Work item: Word for word, reproduce every line of the data.

Extracted records:
★ ★ ★ ★
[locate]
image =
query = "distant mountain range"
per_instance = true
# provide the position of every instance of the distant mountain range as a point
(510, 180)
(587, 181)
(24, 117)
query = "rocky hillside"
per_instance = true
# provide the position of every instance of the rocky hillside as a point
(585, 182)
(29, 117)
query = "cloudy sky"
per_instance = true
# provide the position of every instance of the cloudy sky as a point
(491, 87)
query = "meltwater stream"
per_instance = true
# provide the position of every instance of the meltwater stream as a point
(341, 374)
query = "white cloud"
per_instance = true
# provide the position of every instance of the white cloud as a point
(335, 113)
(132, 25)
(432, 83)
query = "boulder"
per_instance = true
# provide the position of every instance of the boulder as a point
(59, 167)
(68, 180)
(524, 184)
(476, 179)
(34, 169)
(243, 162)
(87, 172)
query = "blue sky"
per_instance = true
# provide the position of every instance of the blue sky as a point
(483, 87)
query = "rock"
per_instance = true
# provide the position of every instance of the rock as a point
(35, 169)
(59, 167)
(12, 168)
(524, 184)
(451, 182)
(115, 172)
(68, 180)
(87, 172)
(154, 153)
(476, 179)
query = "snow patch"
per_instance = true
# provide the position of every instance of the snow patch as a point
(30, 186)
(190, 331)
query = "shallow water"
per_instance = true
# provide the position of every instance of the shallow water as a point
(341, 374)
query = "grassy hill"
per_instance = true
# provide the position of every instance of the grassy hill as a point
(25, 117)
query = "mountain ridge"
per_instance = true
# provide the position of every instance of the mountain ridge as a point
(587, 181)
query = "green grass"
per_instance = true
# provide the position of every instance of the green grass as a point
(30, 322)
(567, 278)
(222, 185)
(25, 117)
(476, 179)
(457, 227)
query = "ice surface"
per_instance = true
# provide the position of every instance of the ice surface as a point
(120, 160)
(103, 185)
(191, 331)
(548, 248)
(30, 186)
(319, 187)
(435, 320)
★ ★ ★ ★
Your response:
[locate]
image =
query = "distant mountain range"
per_instance = true
# provide the position of every instance of the distant mountain range as a point
(510, 180)
(587, 181)
(24, 117)
query = "rocky hillside"
per_instance = true
# provide the position of every instance of the rocky hillside as a point
(585, 182)
(29, 117)
query = "cloudy sky"
per_instance = true
# provide the position of every instance of the cloudy sky as a point
(491, 87)
query = "meltwater stream"
per_instance = true
# provide the position of every instance of the meltwater stream as a point
(341, 374)
query = "white cloud"
per_instance = true
# provide the position of every instance of the white cloud as a point
(335, 113)
(132, 25)
(432, 83)
query = "boulder"
per_instance = true
# provide the position of every instance of the boulder as a point
(59, 167)
(68, 180)
(524, 184)
(476, 179)
(34, 169)
(243, 162)
(87, 172)
query = "blue sky"
per_instance = true
# provide the position of every instance of the blue sky as a point
(483, 87)
query = "rock"
per_instance = true
# provide the position of every instance of the rock as a point
(35, 169)
(59, 167)
(12, 168)
(524, 184)
(451, 182)
(115, 172)
(68, 180)
(87, 172)
(154, 153)
(476, 179)
query = "snow patch"
per_instance = true
# provide the position of every instance of the snow patch as a point
(30, 186)
(190, 331)
query = "shallow water"
per_instance = true
# provide the position of every instance of the shallow water as a point
(341, 374)
query = "grassy hill"
per_instance = true
# provide the position of every instance of the grassy hill as a point
(25, 117)
query = "mountain ridge"
per_instance = true
# provide the position of every instance of the mountain ridge as a point
(587, 181)
query = "green grass"
per_instance = true
# provide the position of every instance of the green grass as a point
(30, 322)
(567, 278)
(222, 185)
(25, 117)
(476, 179)
(457, 227)
query = "ice surface"
per_instance = true
# provide the position of every instance of the ice surface as a point
(120, 160)
(103, 185)
(191, 331)
(548, 248)
(30, 186)
(319, 187)
(435, 320)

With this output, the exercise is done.